* [Task description] Please copy all the lines that follow, word for word.

[Entries from a pointing dataset]
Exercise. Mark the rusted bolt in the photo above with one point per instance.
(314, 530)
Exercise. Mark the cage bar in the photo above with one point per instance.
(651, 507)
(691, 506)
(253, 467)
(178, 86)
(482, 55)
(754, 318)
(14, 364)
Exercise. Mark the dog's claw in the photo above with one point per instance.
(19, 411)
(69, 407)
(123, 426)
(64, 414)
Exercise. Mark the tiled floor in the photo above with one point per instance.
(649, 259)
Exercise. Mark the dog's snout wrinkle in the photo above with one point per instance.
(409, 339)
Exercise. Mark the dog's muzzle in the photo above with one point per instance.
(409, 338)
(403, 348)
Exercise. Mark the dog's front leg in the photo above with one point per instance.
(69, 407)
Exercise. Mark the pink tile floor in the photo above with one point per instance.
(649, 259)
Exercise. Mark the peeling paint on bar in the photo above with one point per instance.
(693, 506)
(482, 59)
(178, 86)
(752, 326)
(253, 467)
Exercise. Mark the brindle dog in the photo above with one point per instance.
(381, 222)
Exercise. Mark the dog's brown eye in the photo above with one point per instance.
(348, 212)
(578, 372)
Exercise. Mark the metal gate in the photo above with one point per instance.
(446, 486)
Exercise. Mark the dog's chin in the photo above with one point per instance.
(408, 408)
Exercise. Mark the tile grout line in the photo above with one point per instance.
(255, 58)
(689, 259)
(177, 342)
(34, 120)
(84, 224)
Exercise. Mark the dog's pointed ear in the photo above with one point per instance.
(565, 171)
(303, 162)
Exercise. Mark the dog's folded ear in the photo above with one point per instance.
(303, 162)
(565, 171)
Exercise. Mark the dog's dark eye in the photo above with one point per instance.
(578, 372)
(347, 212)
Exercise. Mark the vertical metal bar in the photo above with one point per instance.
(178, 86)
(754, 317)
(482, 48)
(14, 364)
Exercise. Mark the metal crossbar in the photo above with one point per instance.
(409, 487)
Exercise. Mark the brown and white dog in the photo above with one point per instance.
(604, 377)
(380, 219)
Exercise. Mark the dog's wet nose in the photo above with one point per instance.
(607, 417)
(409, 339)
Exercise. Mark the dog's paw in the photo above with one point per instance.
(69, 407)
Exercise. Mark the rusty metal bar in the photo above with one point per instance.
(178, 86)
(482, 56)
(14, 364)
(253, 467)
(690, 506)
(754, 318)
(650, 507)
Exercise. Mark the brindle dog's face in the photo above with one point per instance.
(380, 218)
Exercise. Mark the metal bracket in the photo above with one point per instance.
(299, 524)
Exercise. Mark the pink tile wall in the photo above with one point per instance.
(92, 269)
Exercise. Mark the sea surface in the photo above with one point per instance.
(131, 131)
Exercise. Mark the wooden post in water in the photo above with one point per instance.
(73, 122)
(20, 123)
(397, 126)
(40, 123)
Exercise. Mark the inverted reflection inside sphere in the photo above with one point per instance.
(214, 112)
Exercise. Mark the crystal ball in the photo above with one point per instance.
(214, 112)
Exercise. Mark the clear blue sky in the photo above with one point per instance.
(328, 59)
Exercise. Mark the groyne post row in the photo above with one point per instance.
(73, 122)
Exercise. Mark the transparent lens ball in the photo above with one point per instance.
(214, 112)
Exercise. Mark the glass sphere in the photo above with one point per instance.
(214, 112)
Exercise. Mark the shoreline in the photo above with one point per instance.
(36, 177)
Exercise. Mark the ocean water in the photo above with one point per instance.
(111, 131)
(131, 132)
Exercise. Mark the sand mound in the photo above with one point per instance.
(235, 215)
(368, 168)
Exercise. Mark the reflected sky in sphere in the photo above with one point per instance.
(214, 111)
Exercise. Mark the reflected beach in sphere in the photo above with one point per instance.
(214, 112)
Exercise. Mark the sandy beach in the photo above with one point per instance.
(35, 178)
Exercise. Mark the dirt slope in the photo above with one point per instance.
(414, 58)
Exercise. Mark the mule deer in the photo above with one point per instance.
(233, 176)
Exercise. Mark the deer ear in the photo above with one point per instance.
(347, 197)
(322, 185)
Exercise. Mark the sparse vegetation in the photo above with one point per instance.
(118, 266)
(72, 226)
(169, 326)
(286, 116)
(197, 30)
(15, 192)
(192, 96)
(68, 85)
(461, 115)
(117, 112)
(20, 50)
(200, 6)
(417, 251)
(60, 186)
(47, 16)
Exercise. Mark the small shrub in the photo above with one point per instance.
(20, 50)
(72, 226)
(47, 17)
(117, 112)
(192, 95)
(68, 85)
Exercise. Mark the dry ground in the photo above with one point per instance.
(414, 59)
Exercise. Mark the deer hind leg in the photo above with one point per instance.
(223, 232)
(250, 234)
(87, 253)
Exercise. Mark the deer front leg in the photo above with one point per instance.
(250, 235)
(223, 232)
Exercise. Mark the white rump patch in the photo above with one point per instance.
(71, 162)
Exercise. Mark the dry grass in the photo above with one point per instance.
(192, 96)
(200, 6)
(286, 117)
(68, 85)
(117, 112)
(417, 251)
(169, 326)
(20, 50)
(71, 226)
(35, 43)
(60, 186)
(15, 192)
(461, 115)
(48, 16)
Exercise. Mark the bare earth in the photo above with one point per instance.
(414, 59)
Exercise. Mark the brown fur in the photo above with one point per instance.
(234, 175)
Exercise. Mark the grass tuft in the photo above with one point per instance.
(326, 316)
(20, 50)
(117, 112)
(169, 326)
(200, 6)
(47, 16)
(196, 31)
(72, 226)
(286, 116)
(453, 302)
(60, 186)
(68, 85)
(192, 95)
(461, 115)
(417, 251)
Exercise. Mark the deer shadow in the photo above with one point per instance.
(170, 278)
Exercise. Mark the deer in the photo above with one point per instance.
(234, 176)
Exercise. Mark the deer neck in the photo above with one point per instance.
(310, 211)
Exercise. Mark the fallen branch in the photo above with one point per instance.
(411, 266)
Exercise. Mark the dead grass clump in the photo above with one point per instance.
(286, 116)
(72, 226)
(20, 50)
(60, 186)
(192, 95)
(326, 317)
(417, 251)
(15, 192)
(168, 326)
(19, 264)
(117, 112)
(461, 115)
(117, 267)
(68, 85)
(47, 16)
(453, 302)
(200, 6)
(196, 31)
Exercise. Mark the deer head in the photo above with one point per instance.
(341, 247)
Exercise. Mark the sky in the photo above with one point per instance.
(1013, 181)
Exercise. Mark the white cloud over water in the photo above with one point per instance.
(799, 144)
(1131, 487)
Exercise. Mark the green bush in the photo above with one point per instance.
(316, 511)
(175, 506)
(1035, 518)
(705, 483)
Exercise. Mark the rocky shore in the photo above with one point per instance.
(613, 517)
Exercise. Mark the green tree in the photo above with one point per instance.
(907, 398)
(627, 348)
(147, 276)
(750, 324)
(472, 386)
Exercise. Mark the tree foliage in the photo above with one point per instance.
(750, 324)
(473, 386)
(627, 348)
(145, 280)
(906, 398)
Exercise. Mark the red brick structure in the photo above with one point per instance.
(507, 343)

* [The response]
Exercise. Mark the rusted bolt in the photo above with one point per instance.
(314, 530)
Exercise. Mark the cage bar in the photo above with one point per instance.
(651, 507)
(691, 506)
(253, 467)
(178, 86)
(482, 55)
(754, 318)
(14, 364)
Exercise. Mark the dog's claw in the photo above with one point per instance.
(19, 411)
(69, 407)
(123, 426)
(64, 414)
Exercise. Mark the tiled floor in the photo above with one point per instance.
(649, 259)
Exercise. Mark the dog's snout wrinkle in the photo above with one point per instance.
(409, 339)
Exercise. Mark the dog's muzzle in the photo above with one point per instance.
(409, 338)
(403, 348)
Exercise. Mark the dog's front leg in the photo above with one point per instance.
(69, 407)
Exercise. Mark the pink tile floor in the photo above with one point per instance.
(649, 259)
Exercise. Mark the peeling paint on bar in the photo above with one point per instance.
(693, 506)
(482, 59)
(178, 86)
(752, 326)
(253, 467)
Exercise. Mark the brindle dog in the photo above with one point per instance.
(381, 222)
Exercise. Mark the dog's brown eye in the photo above with one point per instance.
(348, 212)
(578, 372)
Exercise. Mark the metal gate in the photo above with one point per instance.
(446, 486)
Exercise. Mark the dog's chin in the photo above with one point per instance.
(408, 408)
Exercise. Mark the tile grout line in the photo above with one point per instance.
(255, 58)
(689, 259)
(177, 342)
(34, 120)
(84, 224)
Exercise. Mark the dog's pointed ear in the photo above with one point per instance.
(565, 171)
(303, 162)
Exercise. Mark the dog's folded ear in the photo above with one point per instance.
(303, 162)
(565, 171)
Exercise. Mark the dog's dark eye in the photo above with one point per instance.
(578, 372)
(347, 212)
Exercise. Mark the vertical metal bar in the photo above with one point per instance.
(178, 86)
(754, 317)
(482, 48)
(14, 364)
Exercise. Mark the metal crossbar in the photo above with one point per instance.
(409, 487)
Exercise. Mark the brown and white dog in the photo above with one point per instance.
(604, 377)
(380, 219)
Exercise. Mark the dog's wet nose in the photo above with one point per instance.
(607, 417)
(409, 339)
Exercise. Mark the dog's paw in the photo above with one point per instance.
(69, 407)
Exercise. Mark the rusty metal bar in the photo above with one point per instance.
(178, 86)
(482, 56)
(14, 364)
(253, 467)
(690, 506)
(754, 318)
(650, 507)
Exercise. Mark the brindle dog's face in the photo above with one point per instance.
(380, 218)
Exercise. Mark the metal bracket in the photo above with one point per instance.
(299, 524)
Exercise. Mark the pink tile wall in the photo above with one point per instance.
(92, 269)
Exercise. Mark the sea surface in the photo above with one point per instance.
(131, 131)
Exercise. Mark the wooden post in water in the photo above with one point per instance.
(73, 122)
(20, 123)
(397, 126)
(40, 123)
Exercise. Mark the inverted reflection inside sphere in the photo above with one point per instance.
(214, 112)
Exercise. Mark the crystal ball in the photo above with one point per instance.
(214, 112)
Exercise. Mark the clear blue sky in the photo above with one point per instance.
(328, 59)
Exercise. Mark the groyne post row in the photo above with one point per instance.
(73, 122)
Exercise. Mark the transparent lens ball in the photo above with one point per instance.
(214, 112)
Exercise. Mark the glass sphere in the photo above with one point per instance.
(214, 112)
Exercise. Mark the shoreline in the photo above with one point per instance.
(36, 177)
Exercise. Mark the ocean water in the photo above with one point per instance.
(111, 131)
(131, 132)
Exercise. Mark the sand mound in the photo above with one point per instance.
(235, 215)
(368, 168)
Exercise. Mark the reflected sky in sphere in the photo above with one point per instance.
(214, 111)
Exercise. Mark the reflected beach in sphere in the photo above with one point per instance.
(214, 112)
Exercise. Mark the sandy beach in the photo above with one point per instance.
(35, 178)
Exercise. Mark the dirt slope in the photo above with one point per instance.
(414, 58)
Exercise. Mark the mule deer in the photo above with one point per instance.
(233, 176)
Exercise. Mark the deer ear in the photo above with one point per instance.
(347, 197)
(322, 185)
Exercise. Mark the sparse vegetation in the photo above with one point per instance.
(118, 266)
(72, 226)
(169, 326)
(286, 116)
(197, 30)
(15, 192)
(192, 96)
(68, 85)
(461, 115)
(117, 112)
(20, 50)
(200, 6)
(417, 251)
(60, 186)
(47, 16)
Exercise. Mark the small shrub in the photo above with one point per instance.
(20, 50)
(72, 226)
(47, 17)
(117, 112)
(192, 95)
(68, 85)
Exercise. Mark the dry ground in the photo above with one point per instance.
(414, 59)
Exercise. Mark the deer hind leg in the photo above with one point per instance.
(223, 232)
(250, 234)
(87, 253)
Exercise. Mark the deer front leg in the photo above with one point per instance.
(250, 235)
(223, 232)
Exercise. Mark the white rump patch in the photo above with one point per instance.
(71, 162)
Exercise. Mark the dry grass in the photo above with one point per instance.
(192, 96)
(200, 6)
(286, 117)
(68, 85)
(117, 112)
(417, 251)
(169, 326)
(20, 50)
(71, 226)
(35, 43)
(60, 186)
(15, 192)
(461, 115)
(48, 16)
Exercise. Mark the bare earth in the photo above with one point per instance.
(414, 59)
Exercise. Mark the brown fur in the photo above with one point per instance.
(234, 175)
Exercise. Mark the grass tuft in the photo above with one point per instance.
(326, 316)
(20, 50)
(117, 112)
(169, 326)
(200, 6)
(47, 16)
(196, 31)
(72, 226)
(286, 116)
(453, 302)
(60, 186)
(68, 85)
(192, 95)
(461, 115)
(417, 251)
Exercise. Mark the deer shadow in the photo above with one point per instance.
(170, 278)
Exercise. Mark the deer in the photo above with one point per instance.
(234, 176)
Exercise. Mark the deer neck in the photo above with one point per instance.
(310, 211)
Exercise. Mark the fallen branch in the photo above with one point per instance.
(411, 266)
Exercise. Mark the dead grass clump in the photo above with one point per instance.
(286, 116)
(72, 226)
(20, 50)
(60, 186)
(192, 95)
(326, 317)
(417, 251)
(15, 192)
(168, 326)
(19, 264)
(117, 112)
(461, 115)
(117, 267)
(68, 85)
(47, 16)
(453, 302)
(200, 6)
(196, 31)
Exercise. Mark the deer head in the photo above with one point per instance.
(341, 247)
Exercise. Mark the sky in the photo above with one point per instance.
(1013, 181)
Exercise. Mark the white cloud over water in the photo above with one point per instance.
(799, 144)
(1131, 487)
Exercise. Mark the green bush in the photo above with one point per instance.
(316, 511)
(175, 506)
(1035, 518)
(705, 483)
Exercise. Mark the rocky shore in the photo above with one point per instance.
(613, 517)
Exercise. Mark the green tree in the photo above with one point per instance.
(907, 398)
(627, 348)
(147, 276)
(750, 324)
(472, 386)
Exercise. Mark the tree foliage in the photo above with one point per instance.
(750, 324)
(473, 386)
(627, 348)
(145, 280)
(906, 398)
Exercise. Mark the red brick structure in the photo above with one point per instance.
(507, 343)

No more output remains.